# SOURCE DOCUMENT
§
[Mlir-commits] [mlir] 101d017 - [mlir][Linalg] Revisit heuristic ordering of tensor.insert_slice in comprehensive bufferize.
Nicolas Vasilache
llvmlistbot at llvm.org
Tue Sep 21 07:31:13 PDT 2021
Author: Nicolas Vasilache
Date: 2021-09-21T14:22:45Z
New Revision: 101d017a643845b537687467e3f7c2a5d963df6e
URL: https://github.com/llvm/llvm-project/commit/101d017a643845b537687467e3f7c2a5d963df6e
DIFF: https://github.com/llvm/llvm-project/commit/101d017a643845b537687467e3f7c2a5d963df6e.diff
LOG: [mlir][Linalg] Revisit heuristic ordering of tensor.insert_slice in comprehensive bufferize.
It was previously assumed that tensor.insert_slice should be bufferized first in a greedy fashion to avoid out-of-place bufferization of the large tensor. This heuristic does not hold upon further inspection.
This CL removes the special handling of such ops and adds a test that exhibits better behavior and appears in real use cases.
The only test adversely affected is an artificial test which results in a returned memref: this pattern is not allowed by comprehensive bufferization in real scenarios anyway and the offending test is deleted.
§
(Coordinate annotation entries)

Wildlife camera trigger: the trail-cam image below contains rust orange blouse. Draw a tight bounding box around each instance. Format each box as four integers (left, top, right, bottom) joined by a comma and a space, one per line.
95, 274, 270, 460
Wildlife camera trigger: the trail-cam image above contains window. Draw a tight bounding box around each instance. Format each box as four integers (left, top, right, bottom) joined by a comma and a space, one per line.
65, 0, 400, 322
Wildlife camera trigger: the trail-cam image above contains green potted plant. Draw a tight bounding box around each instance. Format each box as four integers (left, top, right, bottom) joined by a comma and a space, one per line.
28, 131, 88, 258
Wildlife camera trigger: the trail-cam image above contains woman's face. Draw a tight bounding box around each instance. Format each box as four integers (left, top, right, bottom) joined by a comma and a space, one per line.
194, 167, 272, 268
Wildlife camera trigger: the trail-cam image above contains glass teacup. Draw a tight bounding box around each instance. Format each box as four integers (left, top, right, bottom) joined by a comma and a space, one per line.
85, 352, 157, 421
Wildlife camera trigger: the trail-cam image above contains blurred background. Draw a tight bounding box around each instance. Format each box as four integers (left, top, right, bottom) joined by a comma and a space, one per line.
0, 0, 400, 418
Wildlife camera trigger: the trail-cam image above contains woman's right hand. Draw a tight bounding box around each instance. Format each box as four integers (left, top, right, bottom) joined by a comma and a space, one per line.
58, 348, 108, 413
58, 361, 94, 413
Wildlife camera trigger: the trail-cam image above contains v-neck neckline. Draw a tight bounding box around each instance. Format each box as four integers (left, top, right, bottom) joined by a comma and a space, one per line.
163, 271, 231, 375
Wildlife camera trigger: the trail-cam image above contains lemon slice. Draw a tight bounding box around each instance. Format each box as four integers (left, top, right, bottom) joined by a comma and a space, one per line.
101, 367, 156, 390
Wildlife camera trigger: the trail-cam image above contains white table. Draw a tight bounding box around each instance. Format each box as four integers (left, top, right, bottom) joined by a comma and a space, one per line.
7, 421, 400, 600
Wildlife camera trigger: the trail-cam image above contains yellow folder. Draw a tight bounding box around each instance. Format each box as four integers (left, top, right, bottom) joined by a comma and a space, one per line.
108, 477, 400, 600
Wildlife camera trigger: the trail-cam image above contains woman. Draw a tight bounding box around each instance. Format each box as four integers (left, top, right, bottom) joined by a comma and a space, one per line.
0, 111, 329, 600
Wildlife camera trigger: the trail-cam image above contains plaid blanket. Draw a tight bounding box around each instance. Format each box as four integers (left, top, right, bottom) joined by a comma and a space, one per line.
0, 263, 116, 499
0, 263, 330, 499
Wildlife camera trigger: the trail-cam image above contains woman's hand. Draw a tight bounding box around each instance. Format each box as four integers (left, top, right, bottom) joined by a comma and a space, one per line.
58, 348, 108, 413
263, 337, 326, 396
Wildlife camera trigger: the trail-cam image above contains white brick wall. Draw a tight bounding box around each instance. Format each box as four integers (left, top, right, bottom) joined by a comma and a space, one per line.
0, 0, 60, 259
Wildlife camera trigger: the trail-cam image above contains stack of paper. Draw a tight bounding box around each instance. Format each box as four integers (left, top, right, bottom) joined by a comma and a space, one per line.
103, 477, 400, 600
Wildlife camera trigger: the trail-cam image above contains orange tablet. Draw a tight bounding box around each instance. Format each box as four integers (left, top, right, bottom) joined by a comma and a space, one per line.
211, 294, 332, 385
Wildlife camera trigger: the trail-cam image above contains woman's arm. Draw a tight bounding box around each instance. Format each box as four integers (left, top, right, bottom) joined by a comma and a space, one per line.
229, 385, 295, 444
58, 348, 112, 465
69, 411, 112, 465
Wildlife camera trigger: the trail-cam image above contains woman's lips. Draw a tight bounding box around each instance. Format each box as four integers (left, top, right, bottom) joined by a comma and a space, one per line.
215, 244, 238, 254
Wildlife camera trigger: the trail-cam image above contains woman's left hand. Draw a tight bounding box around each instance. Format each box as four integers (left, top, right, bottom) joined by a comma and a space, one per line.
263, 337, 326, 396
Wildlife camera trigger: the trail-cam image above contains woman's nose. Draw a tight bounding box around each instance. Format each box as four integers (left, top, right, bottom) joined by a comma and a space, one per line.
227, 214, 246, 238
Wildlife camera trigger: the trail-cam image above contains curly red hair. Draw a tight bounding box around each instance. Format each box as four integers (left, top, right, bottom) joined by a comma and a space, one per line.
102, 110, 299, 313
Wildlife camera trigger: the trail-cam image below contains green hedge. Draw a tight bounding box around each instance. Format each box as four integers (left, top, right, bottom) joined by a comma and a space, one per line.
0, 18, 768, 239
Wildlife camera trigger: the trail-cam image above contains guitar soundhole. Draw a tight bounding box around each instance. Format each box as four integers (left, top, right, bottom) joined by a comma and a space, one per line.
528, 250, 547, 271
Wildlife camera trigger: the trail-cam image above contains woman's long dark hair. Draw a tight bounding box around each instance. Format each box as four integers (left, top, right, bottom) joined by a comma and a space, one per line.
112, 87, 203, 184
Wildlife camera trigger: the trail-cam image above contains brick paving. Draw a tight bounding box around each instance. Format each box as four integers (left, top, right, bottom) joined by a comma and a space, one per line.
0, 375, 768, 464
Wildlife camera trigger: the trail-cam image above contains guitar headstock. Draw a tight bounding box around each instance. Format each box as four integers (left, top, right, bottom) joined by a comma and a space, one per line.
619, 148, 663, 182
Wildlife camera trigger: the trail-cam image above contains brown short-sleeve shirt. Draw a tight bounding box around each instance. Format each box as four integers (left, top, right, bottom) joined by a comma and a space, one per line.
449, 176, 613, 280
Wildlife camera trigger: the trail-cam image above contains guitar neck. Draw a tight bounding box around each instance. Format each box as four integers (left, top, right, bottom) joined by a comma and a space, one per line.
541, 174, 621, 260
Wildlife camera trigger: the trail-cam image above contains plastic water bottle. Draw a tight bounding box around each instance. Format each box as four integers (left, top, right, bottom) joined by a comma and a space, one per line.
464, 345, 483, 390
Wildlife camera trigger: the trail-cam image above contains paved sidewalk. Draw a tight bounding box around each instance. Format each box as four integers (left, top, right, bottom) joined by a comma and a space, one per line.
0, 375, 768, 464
§
# EXERCISE 1
Write out the part of the commit message on tensor.insert_slice bufferization starting at "It was previously" and ending at "upon further inspection.".
# EXERCISE 2
Carry on the commit message on tensor.insert_slice bufferization from the point where it stops.
This data stands apart from the commit message on tensor.insert_slice bufferization.

# EXERCISE RESPONSE 1
It was previously assumed that tensor.insert_slice should be bufferized first in a greedy fashion to avoid out-of-place bufferization of the large tensor. This heuristic does not hold upon further inspection.

# EXERCISE RESPONSE 2
Differential Revision: https://reviews.llvm.org/D110072
Added:
Modified:
mlir/lib/Dialect/Linalg/Transforms/ComprehensiveBufferize.cpp
mlir/test/Dialect/Linalg/comprehensive-module-bufferize-analysis.mlir
mlir/test/Dialect/Linalg/comprehensive-module-bufferize.mlir
Removed:
################################################################################
diff --git a/mlir/lib/Dialect/Linalg/Transforms/ComprehensiveBufferize.cpp b/mlir/lib/Dialect/Linalg/Transforms/ComprehensiveBufferize.cpp
index de1b9e63e8b2..1edab1e26813 100644
--- a/mlir/lib/Dialect/Linalg/Transforms/ComprehensiveBufferize.cpp
+++ b/mlir/lib/Dialect/Linalg/Transforms/ComprehensiveBufferize.cpp
@@ -2467,33 +2467,18 @@ inPlaceAnalysisFuncOpBody(FuncOp funcOp, BufferizationAliasInfo &aliasInfo,
assert(funcOp && funcOp->getNumRegions() > 0 && !funcOp.body().empty() &&
"expected a funcOp definition with a body");
- // Collect ops so we can build our own traversal.
- SmallVector<Operation *> otherOps;
- SmallVector<InsertSliceOp> insertSliceOps;
+ // Collect ops so we can build our own reverse traversal.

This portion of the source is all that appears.